(PASSAGE PROVIDED begins)

Jesus is now at the climax of physical pain and suffering, and spiritually He is bearing the weight of our sins as God pours out His wrath for all our sins upon Jesus. Suddenly, He gathers all His remaining strength, and shouts the sixth saying on the cross, recorded for us in John 19:30: “It is finished.”

You might be tempted to think that He’s simply announcing that His death is imminent—a kind of resignation of defeat from man’s torment and violence. But the particular words Jesus used tell us a different story. John records that Jesus chose a particular Greek word that means something very different from an expression of defeat. In the Greek it is one word, not three: “tetelestai.” Bible scholars tell us that the word tetelestai was written on business documents or receipts in New Testament times to show that a bill had been paid in full.

Do you see what this means? Jesus wasn’t saying in defeat, “My life is finished. I’ve been defeated.” Rather, this was a final cry of triumph. He was saying, “The bill has been paid in full. Every sin has been paid for—every sin of covetousness, adultery, blasphemy, drunkenness, extortion, envy, fornication, greed, hatred, idolatry, jealousy, kidnapping, lying, murder, pride, nakedness, oppression, quarrelling, rape, sodomy, violence, and witchcraft.”

VII. THE LAST SAYING ON THE CROSS POINTS THE WAY TO HOW TO RECEIVE CHRIST’S FORGIVENESS.

Luke records them for us in Luke 23:46 – “Father, into thy hands I commend my spirit: and having said thus, he gave up the ghost [his spirit].”

• Notice first how Jesus again refers to God as “Father.” – Jesus had paid our bill in full, His work was done, and now He was again in fellowship with God.

• Second, notice that His life was not taken from Him; He GAVE UP HIS SPIRIT in death when HE chose to. – Jesus’s life wasn’t TAKEN from Him; He GAVE it away!

• And third, notice the complete confidence Jesus has in His Father.

Jesus now reposes in death in total confidence and faith in the Father to raise Him up on the third day. Jesus’s faith in His Father points us to the only means whereby we can have our sins forgiven; be in right relationship with God; be a part of His forever family; and live eternally with God to heaven—by faith.

(PASSAGE PROVIDED ends)
(DATASET RECORDS begins)

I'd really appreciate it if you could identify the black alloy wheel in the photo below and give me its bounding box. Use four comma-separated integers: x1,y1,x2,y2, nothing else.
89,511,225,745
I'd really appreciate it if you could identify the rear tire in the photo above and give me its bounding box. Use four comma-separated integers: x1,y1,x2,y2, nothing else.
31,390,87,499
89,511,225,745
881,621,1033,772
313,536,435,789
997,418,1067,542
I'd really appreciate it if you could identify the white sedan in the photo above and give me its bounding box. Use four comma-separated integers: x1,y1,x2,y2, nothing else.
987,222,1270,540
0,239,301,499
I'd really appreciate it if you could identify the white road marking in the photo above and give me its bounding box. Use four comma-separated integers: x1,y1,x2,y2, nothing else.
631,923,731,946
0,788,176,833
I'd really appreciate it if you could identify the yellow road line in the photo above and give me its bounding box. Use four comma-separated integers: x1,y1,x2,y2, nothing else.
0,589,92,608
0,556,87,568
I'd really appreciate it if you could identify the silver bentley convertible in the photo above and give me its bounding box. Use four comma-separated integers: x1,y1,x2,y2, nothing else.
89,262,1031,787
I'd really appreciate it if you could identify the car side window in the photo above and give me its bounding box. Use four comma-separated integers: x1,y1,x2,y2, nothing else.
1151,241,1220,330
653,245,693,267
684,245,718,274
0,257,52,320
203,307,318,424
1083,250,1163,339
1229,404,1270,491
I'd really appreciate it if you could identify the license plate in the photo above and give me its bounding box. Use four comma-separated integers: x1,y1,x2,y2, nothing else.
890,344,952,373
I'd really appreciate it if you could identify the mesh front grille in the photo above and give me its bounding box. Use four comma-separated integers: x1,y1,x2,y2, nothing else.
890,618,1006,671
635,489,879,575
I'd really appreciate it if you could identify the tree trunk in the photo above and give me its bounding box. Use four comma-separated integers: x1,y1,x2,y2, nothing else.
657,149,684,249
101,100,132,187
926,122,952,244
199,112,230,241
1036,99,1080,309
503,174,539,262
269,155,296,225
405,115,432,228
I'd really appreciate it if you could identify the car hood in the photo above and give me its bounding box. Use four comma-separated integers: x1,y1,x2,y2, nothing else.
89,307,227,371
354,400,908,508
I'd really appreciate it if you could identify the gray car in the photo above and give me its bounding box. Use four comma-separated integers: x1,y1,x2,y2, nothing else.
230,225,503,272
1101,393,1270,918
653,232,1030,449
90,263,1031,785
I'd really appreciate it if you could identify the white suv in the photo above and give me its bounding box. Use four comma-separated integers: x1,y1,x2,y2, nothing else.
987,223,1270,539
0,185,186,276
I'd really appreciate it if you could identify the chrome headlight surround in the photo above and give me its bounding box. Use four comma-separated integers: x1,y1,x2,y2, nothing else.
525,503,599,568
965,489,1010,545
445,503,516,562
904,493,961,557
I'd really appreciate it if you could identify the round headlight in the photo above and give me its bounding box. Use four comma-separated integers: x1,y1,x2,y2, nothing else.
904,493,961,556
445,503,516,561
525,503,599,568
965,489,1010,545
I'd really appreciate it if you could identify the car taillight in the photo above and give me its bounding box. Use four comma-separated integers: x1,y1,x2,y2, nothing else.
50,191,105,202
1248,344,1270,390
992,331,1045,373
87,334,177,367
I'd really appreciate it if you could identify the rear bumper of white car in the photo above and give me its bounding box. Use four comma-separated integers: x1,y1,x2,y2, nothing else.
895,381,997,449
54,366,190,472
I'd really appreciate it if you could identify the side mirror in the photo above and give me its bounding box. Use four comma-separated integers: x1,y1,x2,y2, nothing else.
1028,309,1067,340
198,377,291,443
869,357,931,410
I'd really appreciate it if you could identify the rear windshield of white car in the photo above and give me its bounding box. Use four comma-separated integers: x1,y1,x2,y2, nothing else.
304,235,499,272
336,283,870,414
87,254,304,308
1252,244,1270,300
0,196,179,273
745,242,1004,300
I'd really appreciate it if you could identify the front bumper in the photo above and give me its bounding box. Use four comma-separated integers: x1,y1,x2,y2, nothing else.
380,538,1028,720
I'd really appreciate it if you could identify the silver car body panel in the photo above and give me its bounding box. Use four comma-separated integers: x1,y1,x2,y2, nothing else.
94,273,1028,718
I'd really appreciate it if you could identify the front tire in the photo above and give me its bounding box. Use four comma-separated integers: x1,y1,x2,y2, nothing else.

(DATASET RECORDS ends)

WORK INSTRUCTION 1 | In the sermon passage on Jesus's sayings from the cross, translate this sentence into Spanish: "Bible scholars tell us that the word tetelestai was written on business documents or receipts in New Testament times to show that a bill had been paid in full."
WORK INSTRUCTION 2 | Reproduce the portion of the sermon passage on Jesus's sayings from the cross starting at "VII. THE LAST" and ending at "GAVE it away!".
WORK INSTRUCTION 3 | Continue the sermon passage on Jesus's sayings from the cross from its final sentence.

RESPONSE 1 | Los estudiosos de la Biblia nos dicen que la palabra tetelestai se escribía en documentos comerciales o recibos en tiempos del Nuevo Testamento para indicar que una cuenta había sido pagada en su totalidad.

RESPONSE 2 |
VII. THE LAST SAYING ON THE CROSS POINTS THE WAY TO HOW TO RECEIVE CHRIST’S FORGIVENESS.

Luke records them for us in Luke 23:46 – “Father, into thy hands I commend my spirit: and having said thus, he gave up the ghost [his spirit].”

• Notice first how Jesus again refers to God as “Father.” – Jesus had paid our bill in full, His work was done, and now He was again in fellowship with God.

• Second, notice that His life was not taken from Him; He GAVE UP HIS SPIRIT in death when HE chose to. – Jesus’s life wasn’t TAKEN from Him; He GAVE it away!

RESPONSE 3 |
Paul said in Ephesians 2:8-9 – “For by grace are ye saved through faith; and that not of yourselves:it is the gift of God:9 Not of works, lest any man should boast.”

Faith in the Bible sense means “trust.” To “believe in Jesus” means to “trust in Jesus.”

Everybody is trusting in something to make them right with God or to get them to heaven, but all of them are false ways that lead to hell. Some are trusting in their church; others in some religious ceremony, like the mass or baptism; most are simply trusting their good deeds or serving their country or taking care of their family and just being a good person. All of these are false grounds for salvation.

Paul says in Romans 4:5 – “But to him that worketh not, but believeth on him who justifis the ungodly, his faith is counted for righteousness.”

Just as Jesus reposed in the arms of God the Father and simply trusted Him to raise Him from the dead, so too must we simply trust in Jesus’s promise in John 5:47 – “Verily, verily, I say unto you, He that believeth on me hath everlasting life.”

CONCLUSION

There you have it: Jesus’s last seven words on the cross. Each one is full of truth, but all are deeply personal. So let me be personal with you this morning.

• Have you turned from all the dumb things we use to quench our spiritual thirst and come to Jesus Christ and trusted in Him as your Savior?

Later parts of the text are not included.